__What you will do__
Count the lines in the records below that contain the string "hedge", treating uppercase and lowercase letters as distinct. Reply with the number alone.

__Source records__
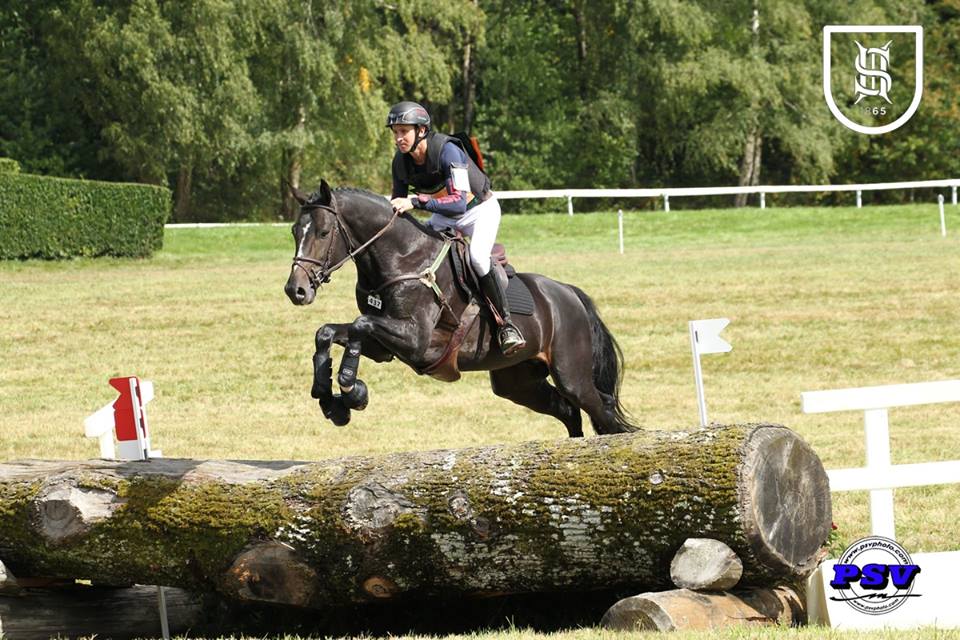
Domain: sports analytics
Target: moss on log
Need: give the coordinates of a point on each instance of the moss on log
(539, 516)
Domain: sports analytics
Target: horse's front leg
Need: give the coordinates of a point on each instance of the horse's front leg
(332, 406)
(396, 336)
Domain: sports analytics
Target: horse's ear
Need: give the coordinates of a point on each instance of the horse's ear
(326, 194)
(298, 195)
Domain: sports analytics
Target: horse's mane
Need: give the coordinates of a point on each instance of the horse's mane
(315, 197)
(375, 199)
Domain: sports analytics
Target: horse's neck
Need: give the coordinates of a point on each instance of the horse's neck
(399, 251)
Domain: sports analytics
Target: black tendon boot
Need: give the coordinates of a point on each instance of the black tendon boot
(510, 337)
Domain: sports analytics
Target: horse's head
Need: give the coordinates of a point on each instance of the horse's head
(320, 244)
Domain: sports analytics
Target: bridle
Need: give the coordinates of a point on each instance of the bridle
(319, 274)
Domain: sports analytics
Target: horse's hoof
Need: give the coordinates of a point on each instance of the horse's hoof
(357, 397)
(337, 412)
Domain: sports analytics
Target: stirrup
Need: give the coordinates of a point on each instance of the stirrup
(511, 340)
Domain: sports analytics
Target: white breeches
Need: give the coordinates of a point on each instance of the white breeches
(481, 224)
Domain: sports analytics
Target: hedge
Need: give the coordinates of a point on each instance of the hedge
(50, 218)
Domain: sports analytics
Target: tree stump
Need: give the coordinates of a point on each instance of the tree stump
(580, 514)
(685, 610)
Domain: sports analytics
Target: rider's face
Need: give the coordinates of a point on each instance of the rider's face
(403, 136)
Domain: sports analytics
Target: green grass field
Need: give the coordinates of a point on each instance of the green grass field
(818, 299)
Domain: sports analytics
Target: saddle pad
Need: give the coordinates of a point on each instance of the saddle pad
(519, 298)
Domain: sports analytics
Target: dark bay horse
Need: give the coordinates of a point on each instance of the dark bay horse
(408, 314)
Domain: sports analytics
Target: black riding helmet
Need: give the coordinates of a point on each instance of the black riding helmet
(409, 113)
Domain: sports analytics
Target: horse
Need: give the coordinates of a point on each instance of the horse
(412, 309)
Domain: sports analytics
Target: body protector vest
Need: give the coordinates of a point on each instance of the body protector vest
(431, 179)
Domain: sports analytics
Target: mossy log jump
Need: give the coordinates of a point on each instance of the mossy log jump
(578, 514)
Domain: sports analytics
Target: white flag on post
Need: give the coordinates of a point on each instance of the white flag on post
(705, 338)
(706, 333)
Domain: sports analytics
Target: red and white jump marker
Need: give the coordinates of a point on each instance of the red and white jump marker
(127, 417)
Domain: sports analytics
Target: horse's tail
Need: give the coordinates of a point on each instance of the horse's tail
(607, 369)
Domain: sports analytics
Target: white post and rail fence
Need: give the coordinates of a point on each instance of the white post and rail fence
(935, 598)
(667, 193)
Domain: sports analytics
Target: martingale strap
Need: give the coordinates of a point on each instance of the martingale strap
(428, 277)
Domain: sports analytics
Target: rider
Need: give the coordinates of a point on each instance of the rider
(431, 171)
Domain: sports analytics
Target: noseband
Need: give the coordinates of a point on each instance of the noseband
(319, 274)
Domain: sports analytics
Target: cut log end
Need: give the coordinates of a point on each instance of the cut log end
(270, 572)
(785, 495)
(703, 564)
(64, 511)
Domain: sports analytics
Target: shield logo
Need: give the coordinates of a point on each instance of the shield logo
(868, 90)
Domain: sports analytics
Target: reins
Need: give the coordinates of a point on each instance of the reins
(322, 275)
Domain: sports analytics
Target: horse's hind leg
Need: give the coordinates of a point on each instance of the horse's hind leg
(526, 384)
(575, 382)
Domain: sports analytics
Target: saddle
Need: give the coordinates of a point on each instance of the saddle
(518, 297)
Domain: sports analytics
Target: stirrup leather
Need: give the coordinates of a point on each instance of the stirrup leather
(511, 340)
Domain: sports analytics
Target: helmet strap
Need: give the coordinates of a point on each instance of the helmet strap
(417, 138)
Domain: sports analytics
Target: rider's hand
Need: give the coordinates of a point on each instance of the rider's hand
(401, 205)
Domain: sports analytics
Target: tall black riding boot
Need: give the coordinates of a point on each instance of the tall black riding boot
(511, 340)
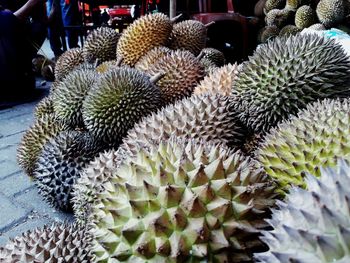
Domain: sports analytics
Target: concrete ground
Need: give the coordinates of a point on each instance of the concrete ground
(21, 207)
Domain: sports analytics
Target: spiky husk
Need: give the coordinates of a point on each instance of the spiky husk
(189, 35)
(214, 55)
(51, 244)
(312, 225)
(151, 57)
(273, 4)
(67, 62)
(69, 95)
(119, 99)
(289, 30)
(182, 202)
(219, 81)
(34, 140)
(142, 35)
(59, 166)
(101, 45)
(330, 12)
(182, 72)
(305, 17)
(282, 77)
(279, 18)
(44, 107)
(312, 139)
(267, 33)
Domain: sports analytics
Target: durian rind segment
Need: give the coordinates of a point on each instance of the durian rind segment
(181, 201)
(314, 138)
(312, 225)
(60, 242)
(142, 35)
(282, 77)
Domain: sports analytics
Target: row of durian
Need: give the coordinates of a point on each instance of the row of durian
(159, 198)
(288, 17)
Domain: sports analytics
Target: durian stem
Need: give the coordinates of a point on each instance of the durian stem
(157, 77)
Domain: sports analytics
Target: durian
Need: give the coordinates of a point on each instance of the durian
(219, 81)
(189, 35)
(60, 242)
(101, 45)
(142, 35)
(181, 71)
(330, 12)
(119, 99)
(314, 138)
(59, 166)
(187, 202)
(312, 225)
(151, 57)
(34, 139)
(305, 17)
(67, 62)
(267, 33)
(69, 95)
(282, 77)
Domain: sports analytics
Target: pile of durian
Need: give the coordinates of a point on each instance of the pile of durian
(288, 17)
(165, 154)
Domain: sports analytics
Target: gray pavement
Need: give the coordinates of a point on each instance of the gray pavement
(21, 207)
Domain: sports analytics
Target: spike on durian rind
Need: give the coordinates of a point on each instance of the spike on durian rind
(69, 95)
(142, 35)
(60, 242)
(182, 200)
(44, 107)
(219, 81)
(312, 225)
(60, 164)
(119, 99)
(151, 57)
(330, 12)
(182, 72)
(189, 35)
(265, 94)
(67, 62)
(267, 33)
(305, 17)
(34, 140)
(101, 44)
(314, 138)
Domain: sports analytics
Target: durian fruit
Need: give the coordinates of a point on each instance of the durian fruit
(101, 45)
(214, 55)
(267, 33)
(67, 62)
(289, 30)
(305, 17)
(189, 35)
(119, 99)
(59, 166)
(34, 139)
(330, 12)
(44, 107)
(188, 202)
(60, 242)
(282, 77)
(219, 81)
(279, 18)
(142, 35)
(181, 71)
(314, 138)
(312, 225)
(151, 57)
(69, 94)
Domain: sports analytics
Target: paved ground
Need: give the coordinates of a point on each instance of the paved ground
(21, 207)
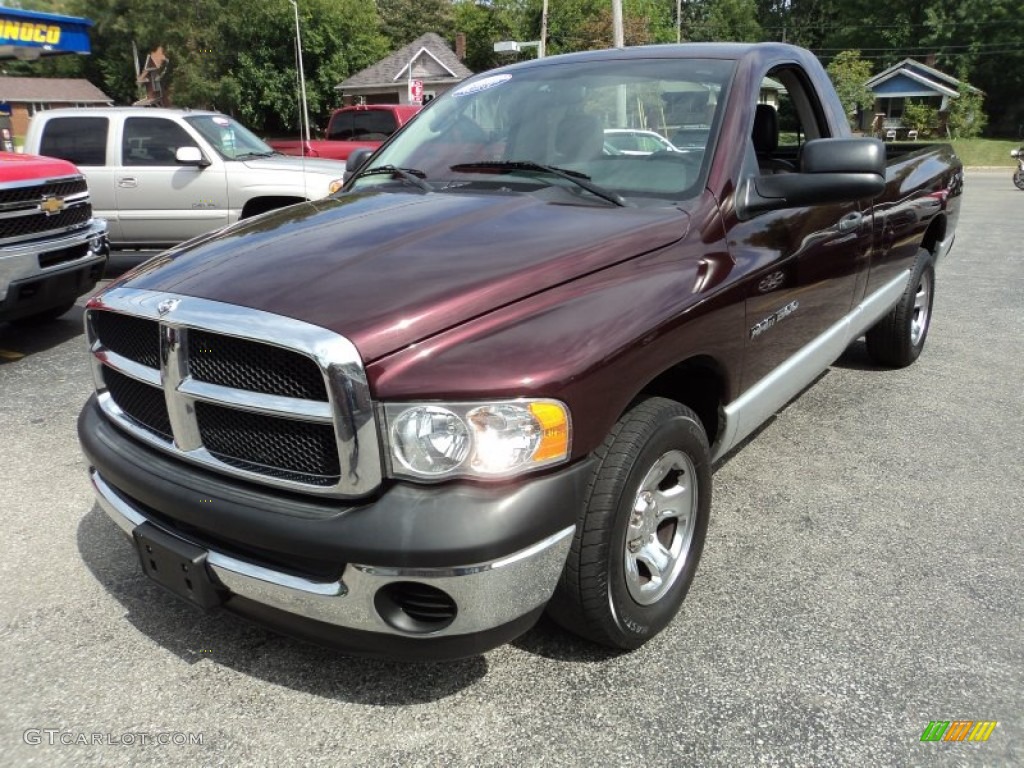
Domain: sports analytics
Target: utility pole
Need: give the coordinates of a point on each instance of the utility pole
(304, 117)
(542, 49)
(617, 38)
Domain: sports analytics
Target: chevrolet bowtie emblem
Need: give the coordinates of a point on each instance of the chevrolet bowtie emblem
(51, 205)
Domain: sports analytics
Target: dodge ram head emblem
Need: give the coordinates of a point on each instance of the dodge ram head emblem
(51, 205)
(167, 305)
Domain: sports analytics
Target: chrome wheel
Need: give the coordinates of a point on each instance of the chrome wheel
(660, 527)
(922, 309)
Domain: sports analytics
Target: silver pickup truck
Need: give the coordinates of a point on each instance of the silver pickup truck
(162, 176)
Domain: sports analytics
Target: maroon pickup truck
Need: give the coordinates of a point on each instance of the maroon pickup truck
(499, 368)
(350, 128)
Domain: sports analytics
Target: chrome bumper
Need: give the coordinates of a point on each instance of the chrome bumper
(486, 595)
(20, 260)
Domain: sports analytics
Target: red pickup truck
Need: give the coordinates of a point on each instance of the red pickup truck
(350, 128)
(499, 369)
(51, 248)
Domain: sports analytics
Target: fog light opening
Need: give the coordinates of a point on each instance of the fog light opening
(414, 607)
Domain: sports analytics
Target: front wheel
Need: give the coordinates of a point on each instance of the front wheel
(640, 536)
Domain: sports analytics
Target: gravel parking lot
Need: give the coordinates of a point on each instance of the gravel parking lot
(862, 577)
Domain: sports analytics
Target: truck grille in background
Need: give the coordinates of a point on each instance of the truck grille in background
(134, 338)
(258, 368)
(32, 224)
(144, 403)
(36, 193)
(240, 430)
(261, 443)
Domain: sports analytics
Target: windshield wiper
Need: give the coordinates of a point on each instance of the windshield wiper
(580, 179)
(412, 176)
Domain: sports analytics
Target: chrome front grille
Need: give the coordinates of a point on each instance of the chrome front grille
(43, 208)
(200, 380)
(254, 367)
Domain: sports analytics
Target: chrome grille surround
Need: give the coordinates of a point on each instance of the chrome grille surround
(23, 217)
(348, 409)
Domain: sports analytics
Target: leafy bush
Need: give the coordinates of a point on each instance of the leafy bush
(921, 118)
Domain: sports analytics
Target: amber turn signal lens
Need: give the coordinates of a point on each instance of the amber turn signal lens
(554, 431)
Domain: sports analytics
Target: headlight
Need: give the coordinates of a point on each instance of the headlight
(476, 439)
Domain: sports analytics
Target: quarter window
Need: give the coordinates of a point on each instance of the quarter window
(79, 140)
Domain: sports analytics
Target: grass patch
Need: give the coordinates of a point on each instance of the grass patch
(985, 152)
(975, 153)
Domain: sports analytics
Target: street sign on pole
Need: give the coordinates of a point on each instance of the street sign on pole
(416, 91)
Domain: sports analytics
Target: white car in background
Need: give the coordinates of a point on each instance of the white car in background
(636, 141)
(162, 176)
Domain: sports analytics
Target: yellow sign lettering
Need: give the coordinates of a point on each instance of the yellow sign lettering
(44, 34)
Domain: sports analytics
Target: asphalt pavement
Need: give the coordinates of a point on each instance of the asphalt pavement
(862, 577)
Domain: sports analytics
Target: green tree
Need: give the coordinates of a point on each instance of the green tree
(966, 118)
(849, 73)
(403, 20)
(921, 118)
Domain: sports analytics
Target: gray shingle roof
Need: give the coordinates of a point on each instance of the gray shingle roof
(384, 74)
(51, 90)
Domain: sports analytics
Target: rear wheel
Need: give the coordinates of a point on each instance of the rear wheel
(640, 536)
(899, 337)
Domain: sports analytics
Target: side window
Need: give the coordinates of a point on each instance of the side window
(79, 140)
(786, 116)
(153, 141)
(342, 128)
(375, 125)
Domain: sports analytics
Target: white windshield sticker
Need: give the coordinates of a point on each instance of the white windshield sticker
(481, 85)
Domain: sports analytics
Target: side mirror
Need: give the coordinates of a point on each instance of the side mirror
(832, 170)
(190, 156)
(357, 159)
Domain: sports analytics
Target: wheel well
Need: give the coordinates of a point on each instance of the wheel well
(698, 384)
(257, 206)
(936, 231)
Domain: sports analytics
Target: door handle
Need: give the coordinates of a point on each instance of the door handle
(850, 222)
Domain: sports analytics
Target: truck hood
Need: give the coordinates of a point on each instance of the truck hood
(387, 269)
(15, 167)
(279, 163)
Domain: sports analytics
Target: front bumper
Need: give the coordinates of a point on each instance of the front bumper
(44, 273)
(496, 553)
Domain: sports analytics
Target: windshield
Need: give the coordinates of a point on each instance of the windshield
(230, 139)
(570, 117)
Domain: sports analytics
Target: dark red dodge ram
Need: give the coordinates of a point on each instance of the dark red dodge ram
(489, 378)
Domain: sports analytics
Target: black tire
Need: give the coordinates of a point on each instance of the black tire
(597, 597)
(47, 315)
(897, 339)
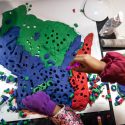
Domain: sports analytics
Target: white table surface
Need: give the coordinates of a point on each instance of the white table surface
(61, 10)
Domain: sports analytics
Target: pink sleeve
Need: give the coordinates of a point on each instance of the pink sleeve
(115, 68)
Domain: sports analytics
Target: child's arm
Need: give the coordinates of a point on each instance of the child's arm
(41, 103)
(111, 68)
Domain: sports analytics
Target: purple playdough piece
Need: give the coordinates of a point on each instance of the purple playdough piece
(40, 102)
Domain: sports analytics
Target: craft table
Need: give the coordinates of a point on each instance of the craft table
(62, 11)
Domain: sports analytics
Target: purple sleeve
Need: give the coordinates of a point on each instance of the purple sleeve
(66, 116)
(115, 68)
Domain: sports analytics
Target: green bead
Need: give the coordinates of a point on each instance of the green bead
(75, 24)
(71, 96)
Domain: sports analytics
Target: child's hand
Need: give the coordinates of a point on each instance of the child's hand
(88, 64)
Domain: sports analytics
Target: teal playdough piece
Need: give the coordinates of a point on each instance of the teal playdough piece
(39, 37)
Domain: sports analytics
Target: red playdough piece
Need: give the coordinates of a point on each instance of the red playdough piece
(79, 79)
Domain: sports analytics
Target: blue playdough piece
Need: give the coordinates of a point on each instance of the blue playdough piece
(22, 64)
(36, 36)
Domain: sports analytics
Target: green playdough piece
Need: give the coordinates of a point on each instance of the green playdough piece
(42, 86)
(54, 38)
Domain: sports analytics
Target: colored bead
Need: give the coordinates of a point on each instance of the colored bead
(113, 87)
(75, 24)
(26, 78)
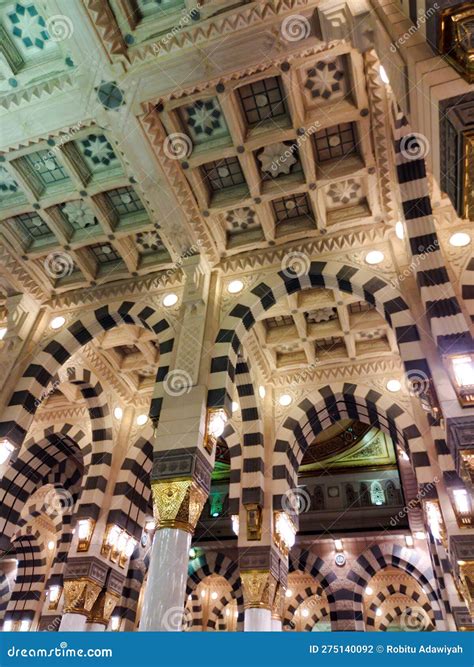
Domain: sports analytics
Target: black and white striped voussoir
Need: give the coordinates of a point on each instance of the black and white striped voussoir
(332, 275)
(448, 324)
(37, 380)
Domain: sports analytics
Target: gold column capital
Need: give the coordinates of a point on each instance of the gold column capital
(278, 604)
(80, 595)
(177, 503)
(259, 589)
(103, 608)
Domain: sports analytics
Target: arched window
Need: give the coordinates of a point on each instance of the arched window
(377, 495)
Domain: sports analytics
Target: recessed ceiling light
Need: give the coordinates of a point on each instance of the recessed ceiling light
(460, 239)
(384, 75)
(374, 257)
(400, 230)
(57, 322)
(394, 385)
(170, 300)
(235, 287)
(285, 399)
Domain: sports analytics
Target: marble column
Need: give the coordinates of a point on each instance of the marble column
(259, 596)
(177, 506)
(73, 623)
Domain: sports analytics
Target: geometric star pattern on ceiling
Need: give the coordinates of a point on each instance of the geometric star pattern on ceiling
(97, 149)
(344, 191)
(7, 182)
(28, 26)
(241, 219)
(205, 120)
(324, 79)
(79, 214)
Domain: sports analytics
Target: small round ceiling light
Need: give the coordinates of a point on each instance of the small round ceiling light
(170, 300)
(235, 287)
(394, 385)
(374, 257)
(57, 322)
(285, 400)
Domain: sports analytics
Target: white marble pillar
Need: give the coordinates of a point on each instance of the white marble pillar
(258, 620)
(277, 625)
(95, 627)
(163, 603)
(73, 623)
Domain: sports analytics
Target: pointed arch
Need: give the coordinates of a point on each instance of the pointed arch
(37, 379)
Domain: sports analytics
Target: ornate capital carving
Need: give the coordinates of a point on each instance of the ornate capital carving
(177, 504)
(260, 587)
(80, 595)
(103, 607)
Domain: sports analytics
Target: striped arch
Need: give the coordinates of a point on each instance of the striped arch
(467, 288)
(447, 322)
(216, 614)
(325, 578)
(29, 582)
(256, 301)
(377, 557)
(329, 404)
(132, 493)
(38, 458)
(97, 473)
(315, 590)
(33, 387)
(410, 592)
(408, 615)
(215, 563)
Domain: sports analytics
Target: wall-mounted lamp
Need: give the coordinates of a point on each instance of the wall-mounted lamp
(338, 545)
(216, 422)
(54, 597)
(461, 369)
(6, 448)
(235, 524)
(285, 532)
(85, 528)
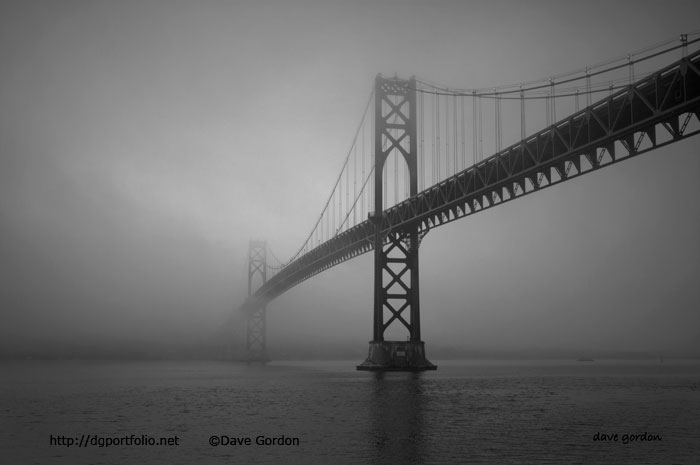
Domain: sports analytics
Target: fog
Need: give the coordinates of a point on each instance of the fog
(143, 144)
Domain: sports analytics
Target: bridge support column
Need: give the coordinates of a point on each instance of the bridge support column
(256, 350)
(396, 287)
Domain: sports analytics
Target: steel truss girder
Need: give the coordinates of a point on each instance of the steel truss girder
(586, 141)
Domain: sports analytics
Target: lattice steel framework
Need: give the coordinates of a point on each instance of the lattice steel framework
(256, 349)
(396, 263)
(651, 113)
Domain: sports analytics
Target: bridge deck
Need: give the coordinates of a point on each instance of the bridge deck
(584, 142)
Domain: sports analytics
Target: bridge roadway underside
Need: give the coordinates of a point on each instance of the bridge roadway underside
(651, 113)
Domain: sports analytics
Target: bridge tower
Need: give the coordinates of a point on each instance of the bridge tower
(396, 296)
(256, 350)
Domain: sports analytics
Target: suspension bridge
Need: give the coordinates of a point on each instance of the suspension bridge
(418, 161)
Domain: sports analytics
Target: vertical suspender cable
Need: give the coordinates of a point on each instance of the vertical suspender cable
(421, 156)
(475, 130)
(481, 131)
(554, 103)
(522, 114)
(462, 135)
(497, 116)
(454, 132)
(447, 136)
(588, 88)
(437, 158)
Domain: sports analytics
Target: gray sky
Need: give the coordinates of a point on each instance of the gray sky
(142, 144)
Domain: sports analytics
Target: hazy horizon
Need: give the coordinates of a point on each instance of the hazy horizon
(143, 144)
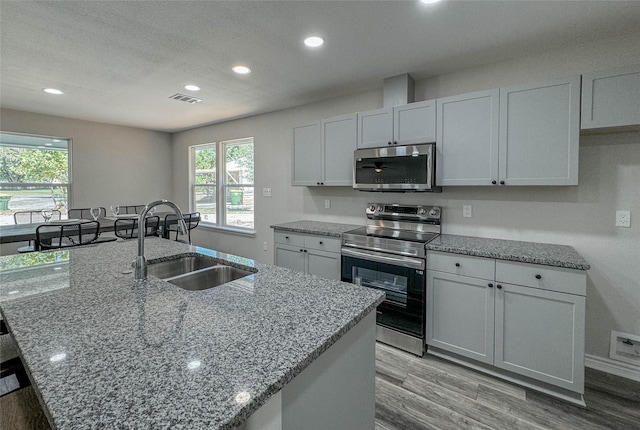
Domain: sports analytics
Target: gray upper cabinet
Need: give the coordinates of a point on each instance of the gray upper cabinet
(611, 99)
(307, 154)
(400, 125)
(339, 137)
(323, 152)
(539, 133)
(467, 139)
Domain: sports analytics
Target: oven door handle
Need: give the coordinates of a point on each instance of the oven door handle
(412, 263)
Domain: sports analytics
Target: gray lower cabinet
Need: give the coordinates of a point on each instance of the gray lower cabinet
(523, 318)
(307, 253)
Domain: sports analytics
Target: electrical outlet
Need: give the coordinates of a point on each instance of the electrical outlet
(623, 219)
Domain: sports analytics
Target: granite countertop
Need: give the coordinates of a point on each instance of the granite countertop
(511, 250)
(107, 351)
(316, 227)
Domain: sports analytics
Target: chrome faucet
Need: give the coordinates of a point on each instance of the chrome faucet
(140, 263)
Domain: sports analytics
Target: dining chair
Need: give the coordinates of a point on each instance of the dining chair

__Answer to the task__
2